## Your objective:
Retrieve every line of the data holding the word "below".

··· Records shown

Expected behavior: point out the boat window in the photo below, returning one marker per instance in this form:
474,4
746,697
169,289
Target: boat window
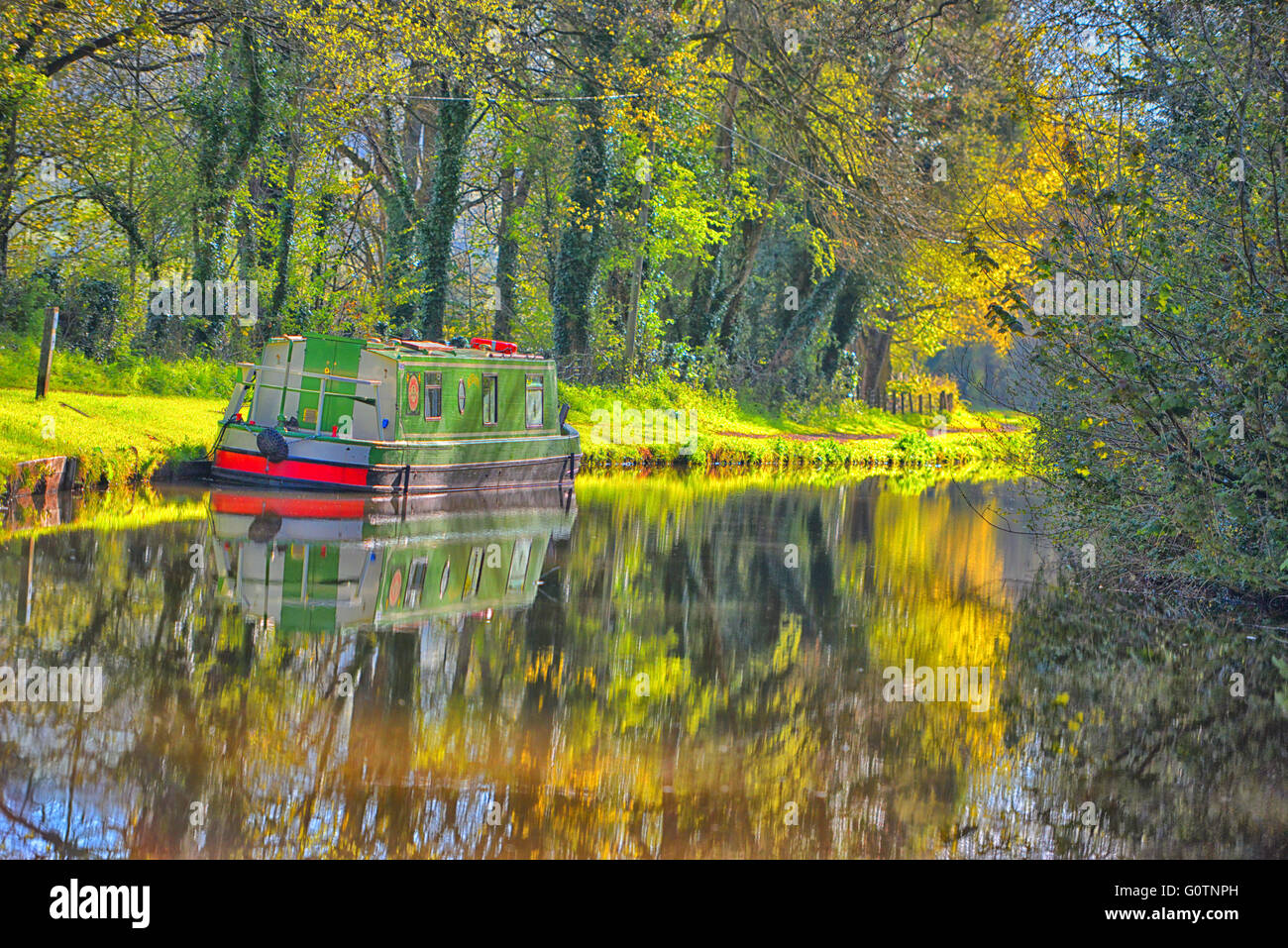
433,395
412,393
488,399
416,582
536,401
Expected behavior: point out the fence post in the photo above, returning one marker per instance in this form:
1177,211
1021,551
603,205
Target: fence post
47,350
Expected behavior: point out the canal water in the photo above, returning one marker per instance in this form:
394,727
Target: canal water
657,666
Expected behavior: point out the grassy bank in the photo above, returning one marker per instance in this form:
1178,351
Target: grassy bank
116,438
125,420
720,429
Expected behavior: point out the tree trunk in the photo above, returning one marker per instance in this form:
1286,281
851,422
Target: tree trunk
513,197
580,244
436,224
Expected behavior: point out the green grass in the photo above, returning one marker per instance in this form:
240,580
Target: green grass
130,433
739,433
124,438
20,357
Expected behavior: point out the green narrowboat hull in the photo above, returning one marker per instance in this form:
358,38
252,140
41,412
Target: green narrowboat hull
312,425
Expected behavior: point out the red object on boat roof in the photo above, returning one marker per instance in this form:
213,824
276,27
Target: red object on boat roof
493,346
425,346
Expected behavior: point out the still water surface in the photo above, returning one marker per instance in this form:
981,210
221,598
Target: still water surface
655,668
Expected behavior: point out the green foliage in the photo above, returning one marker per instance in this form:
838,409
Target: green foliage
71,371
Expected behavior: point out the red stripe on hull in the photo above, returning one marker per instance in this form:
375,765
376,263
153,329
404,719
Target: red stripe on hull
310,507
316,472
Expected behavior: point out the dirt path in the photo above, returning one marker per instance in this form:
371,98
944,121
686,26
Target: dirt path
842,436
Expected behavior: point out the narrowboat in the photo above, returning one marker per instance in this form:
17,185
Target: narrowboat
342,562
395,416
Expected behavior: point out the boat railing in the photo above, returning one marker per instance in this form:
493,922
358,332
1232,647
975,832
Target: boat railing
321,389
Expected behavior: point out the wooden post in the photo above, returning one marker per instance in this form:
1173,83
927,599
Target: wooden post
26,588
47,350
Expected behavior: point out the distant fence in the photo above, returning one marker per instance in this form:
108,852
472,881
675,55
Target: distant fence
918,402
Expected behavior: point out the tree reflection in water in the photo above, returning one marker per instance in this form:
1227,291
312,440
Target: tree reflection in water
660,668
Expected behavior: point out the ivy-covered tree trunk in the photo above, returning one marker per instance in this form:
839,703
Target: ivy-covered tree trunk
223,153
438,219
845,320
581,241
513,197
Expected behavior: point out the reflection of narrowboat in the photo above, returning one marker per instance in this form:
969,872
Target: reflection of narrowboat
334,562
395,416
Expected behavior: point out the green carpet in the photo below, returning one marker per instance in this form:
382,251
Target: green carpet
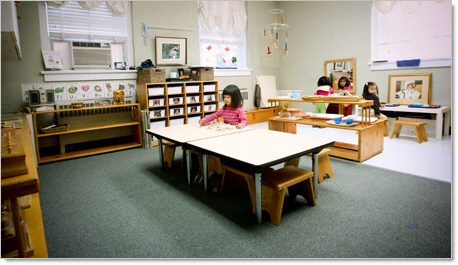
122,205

······
··· Records shown

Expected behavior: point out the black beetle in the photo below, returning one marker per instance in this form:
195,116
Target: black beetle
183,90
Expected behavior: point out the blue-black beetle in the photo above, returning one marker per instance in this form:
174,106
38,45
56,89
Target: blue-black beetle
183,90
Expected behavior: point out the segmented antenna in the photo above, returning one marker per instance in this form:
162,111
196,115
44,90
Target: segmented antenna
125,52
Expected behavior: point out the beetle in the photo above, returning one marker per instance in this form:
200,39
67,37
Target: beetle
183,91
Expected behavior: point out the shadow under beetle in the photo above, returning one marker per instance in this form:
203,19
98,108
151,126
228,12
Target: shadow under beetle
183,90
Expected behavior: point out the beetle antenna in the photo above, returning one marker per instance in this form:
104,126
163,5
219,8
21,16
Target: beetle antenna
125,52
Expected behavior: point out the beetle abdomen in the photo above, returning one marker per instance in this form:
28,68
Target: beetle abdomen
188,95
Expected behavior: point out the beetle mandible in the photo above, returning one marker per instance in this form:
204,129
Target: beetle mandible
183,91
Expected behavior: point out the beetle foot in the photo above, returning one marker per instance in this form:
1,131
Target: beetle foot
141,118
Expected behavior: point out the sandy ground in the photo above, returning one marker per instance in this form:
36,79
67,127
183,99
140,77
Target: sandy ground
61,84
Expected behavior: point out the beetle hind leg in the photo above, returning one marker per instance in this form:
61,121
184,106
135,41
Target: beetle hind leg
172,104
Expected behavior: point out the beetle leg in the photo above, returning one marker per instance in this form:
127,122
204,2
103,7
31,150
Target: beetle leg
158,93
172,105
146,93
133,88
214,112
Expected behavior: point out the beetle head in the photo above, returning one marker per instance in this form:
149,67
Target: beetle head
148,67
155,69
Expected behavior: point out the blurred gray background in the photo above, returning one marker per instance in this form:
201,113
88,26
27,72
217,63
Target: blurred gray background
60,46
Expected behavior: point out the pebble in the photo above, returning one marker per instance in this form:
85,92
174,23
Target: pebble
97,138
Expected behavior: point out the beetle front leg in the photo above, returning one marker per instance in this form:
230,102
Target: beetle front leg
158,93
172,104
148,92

······

## Written reply:
Expected behavior: point out the boat window in the photo below, returning one marker per instance in this form:
Expected behavior: point out the green carpet in the photo below, returning one marker per instance in this form:
Expected behavior: point out the black beetle in the photo below, returning one marker per instance in this form:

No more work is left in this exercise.